| Exercise objective |
Below is a set of entries. Reproduce exactly the lines from the one containing "Expected: for each instance of the triangular" through the end, both included.

— start of Dataset records —

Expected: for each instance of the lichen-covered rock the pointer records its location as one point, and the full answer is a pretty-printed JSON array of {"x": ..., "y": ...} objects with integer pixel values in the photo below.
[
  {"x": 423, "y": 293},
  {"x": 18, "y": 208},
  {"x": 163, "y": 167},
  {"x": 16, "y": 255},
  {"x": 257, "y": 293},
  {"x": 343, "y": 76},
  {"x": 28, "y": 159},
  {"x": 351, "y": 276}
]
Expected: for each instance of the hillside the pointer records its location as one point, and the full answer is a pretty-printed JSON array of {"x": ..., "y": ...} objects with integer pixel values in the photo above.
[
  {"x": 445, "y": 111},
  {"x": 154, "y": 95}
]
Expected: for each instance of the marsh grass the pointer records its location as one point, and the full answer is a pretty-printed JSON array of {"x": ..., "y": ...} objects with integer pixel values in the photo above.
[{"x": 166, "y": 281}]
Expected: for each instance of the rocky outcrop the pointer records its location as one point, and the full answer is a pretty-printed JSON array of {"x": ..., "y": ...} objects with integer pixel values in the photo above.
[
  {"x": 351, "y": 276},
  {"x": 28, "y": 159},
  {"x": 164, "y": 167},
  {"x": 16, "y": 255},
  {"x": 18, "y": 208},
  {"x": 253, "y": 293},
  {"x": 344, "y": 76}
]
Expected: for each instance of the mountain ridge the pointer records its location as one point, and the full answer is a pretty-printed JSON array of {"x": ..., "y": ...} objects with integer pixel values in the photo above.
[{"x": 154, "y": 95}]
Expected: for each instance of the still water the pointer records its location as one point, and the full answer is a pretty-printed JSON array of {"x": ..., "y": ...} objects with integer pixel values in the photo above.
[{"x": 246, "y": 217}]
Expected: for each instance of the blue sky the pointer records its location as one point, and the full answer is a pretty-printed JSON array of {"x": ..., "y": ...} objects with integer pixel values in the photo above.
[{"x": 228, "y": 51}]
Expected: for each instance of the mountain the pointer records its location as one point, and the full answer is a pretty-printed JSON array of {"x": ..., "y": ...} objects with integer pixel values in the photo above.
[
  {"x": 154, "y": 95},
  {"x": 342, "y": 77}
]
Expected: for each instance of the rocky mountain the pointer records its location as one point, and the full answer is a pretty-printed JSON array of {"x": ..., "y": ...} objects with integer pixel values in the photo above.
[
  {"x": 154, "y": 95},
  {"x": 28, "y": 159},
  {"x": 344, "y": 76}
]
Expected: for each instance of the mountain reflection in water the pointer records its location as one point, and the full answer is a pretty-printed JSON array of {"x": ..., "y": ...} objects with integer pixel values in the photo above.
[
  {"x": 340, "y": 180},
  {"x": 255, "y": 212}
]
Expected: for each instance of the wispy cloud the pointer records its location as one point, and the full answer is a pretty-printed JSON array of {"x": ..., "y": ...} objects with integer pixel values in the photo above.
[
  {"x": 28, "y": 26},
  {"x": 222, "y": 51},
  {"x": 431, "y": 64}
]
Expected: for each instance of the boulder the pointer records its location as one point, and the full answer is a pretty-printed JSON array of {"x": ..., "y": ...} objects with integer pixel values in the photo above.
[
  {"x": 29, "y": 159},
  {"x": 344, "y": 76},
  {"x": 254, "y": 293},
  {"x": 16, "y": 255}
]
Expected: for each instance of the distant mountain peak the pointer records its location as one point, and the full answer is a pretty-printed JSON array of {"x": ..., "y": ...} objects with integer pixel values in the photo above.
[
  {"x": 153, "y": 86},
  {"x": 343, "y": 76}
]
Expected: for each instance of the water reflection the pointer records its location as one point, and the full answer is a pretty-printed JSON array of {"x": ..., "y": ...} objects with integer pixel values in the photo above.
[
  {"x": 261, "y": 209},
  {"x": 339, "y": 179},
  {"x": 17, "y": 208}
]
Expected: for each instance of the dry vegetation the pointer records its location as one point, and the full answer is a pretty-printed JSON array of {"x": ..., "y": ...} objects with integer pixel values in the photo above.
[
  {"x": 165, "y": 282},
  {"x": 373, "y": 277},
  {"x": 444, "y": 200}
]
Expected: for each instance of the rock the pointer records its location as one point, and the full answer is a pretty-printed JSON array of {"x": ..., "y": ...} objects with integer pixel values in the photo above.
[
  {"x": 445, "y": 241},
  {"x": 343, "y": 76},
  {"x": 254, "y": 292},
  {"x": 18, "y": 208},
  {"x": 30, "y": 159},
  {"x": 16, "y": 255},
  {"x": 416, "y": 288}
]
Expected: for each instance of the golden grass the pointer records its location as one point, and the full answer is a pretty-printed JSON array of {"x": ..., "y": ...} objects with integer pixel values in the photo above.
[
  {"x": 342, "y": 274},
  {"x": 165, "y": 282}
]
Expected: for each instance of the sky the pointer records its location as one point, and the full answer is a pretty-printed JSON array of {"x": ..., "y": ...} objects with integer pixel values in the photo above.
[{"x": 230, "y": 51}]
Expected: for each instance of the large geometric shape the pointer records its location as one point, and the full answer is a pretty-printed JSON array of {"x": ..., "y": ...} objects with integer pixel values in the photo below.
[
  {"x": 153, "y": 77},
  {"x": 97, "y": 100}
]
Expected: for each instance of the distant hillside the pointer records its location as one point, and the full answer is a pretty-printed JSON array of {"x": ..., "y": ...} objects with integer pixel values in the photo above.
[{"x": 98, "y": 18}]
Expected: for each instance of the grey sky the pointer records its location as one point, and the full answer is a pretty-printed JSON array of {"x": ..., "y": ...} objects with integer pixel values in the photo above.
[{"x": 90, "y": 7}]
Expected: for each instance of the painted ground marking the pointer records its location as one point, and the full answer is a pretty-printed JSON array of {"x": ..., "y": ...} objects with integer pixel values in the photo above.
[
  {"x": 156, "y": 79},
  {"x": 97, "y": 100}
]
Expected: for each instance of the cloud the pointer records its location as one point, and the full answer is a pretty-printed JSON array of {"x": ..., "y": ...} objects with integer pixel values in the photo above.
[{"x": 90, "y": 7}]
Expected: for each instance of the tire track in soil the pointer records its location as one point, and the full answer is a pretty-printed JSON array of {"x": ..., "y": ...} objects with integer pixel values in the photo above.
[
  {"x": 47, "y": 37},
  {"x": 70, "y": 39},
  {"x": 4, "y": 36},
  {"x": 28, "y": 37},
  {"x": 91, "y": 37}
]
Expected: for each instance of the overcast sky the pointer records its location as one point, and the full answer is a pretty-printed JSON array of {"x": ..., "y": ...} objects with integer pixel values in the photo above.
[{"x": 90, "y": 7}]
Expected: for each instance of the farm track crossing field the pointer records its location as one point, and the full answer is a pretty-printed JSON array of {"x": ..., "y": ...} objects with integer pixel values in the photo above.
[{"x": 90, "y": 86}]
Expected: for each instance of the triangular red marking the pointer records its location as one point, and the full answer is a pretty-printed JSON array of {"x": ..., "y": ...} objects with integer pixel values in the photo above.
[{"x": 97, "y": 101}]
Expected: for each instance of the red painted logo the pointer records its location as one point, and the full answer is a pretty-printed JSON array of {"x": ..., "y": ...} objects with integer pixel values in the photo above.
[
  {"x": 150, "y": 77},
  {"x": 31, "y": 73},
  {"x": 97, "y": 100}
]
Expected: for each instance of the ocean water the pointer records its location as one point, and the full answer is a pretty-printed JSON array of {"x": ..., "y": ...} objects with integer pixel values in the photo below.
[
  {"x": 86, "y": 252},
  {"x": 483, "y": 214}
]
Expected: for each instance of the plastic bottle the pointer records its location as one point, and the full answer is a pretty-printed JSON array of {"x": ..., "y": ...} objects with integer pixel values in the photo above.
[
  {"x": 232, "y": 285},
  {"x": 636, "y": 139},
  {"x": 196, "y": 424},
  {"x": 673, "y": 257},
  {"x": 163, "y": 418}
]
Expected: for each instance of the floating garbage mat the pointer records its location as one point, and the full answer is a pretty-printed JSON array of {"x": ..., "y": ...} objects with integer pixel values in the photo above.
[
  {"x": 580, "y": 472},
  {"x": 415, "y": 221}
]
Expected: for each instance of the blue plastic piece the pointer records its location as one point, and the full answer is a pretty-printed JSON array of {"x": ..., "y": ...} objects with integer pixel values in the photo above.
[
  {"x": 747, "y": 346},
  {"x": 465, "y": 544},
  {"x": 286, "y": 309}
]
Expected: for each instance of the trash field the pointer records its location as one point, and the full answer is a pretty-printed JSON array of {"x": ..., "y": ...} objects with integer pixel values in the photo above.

— end of Dataset records —

| Written solution |
Expected: for each instance of the triangular red marking the pointer records its location as one point, and the full answer is a pretty-printed JSON array of {"x": ..., "y": ...} objects with integer pixel values in the photo above.
[{"x": 97, "y": 101}]
Expected: for each instance of the red painted logo the pointer records its location as one point, and the full answer is a pretty-printed JSON array of {"x": ..., "y": ...} objects with integer pixel values in the photo above.
[
  {"x": 150, "y": 77},
  {"x": 31, "y": 73},
  {"x": 97, "y": 100}
]
Expected: for each instance of the ocean water the pointer records its location as one point, and the full answer is a pretty-printed JSON array of {"x": ..., "y": ...} objects with integer pixel values in the photo below.
[
  {"x": 86, "y": 252},
  {"x": 483, "y": 214}
]
Expected: for each instance of the plastic bottle the pointer records its location as one point, and the full answer is a pretty-printed JSON array of {"x": ..., "y": ...} objects with integer pixel values in the photo above.
[
  {"x": 232, "y": 285},
  {"x": 636, "y": 139},
  {"x": 196, "y": 424},
  {"x": 673, "y": 257},
  {"x": 163, "y": 418}
]
Expected: for each instance of the floating garbage mat the pointer records its location as one point, and the full answer is a pretty-printed JSON array of {"x": ..., "y": ...} objects with integer pixel values in the photo above.
[
  {"x": 580, "y": 472},
  {"x": 415, "y": 221}
]
Expected: for each instance of the blue plastic piece the pointer records its location as one point, and the full answer is a pretty-printed JSON array of {"x": ..., "y": ...} objects with integer pixel values in the photo above.
[
  {"x": 747, "y": 346},
  {"x": 465, "y": 544},
  {"x": 286, "y": 309}
]
Expected: for each instance of the trash field the pointer records its location as one point, and the full answer is a pretty-printed JSON array of {"x": ..., "y": ...} objects with integer pixel values in the photo above.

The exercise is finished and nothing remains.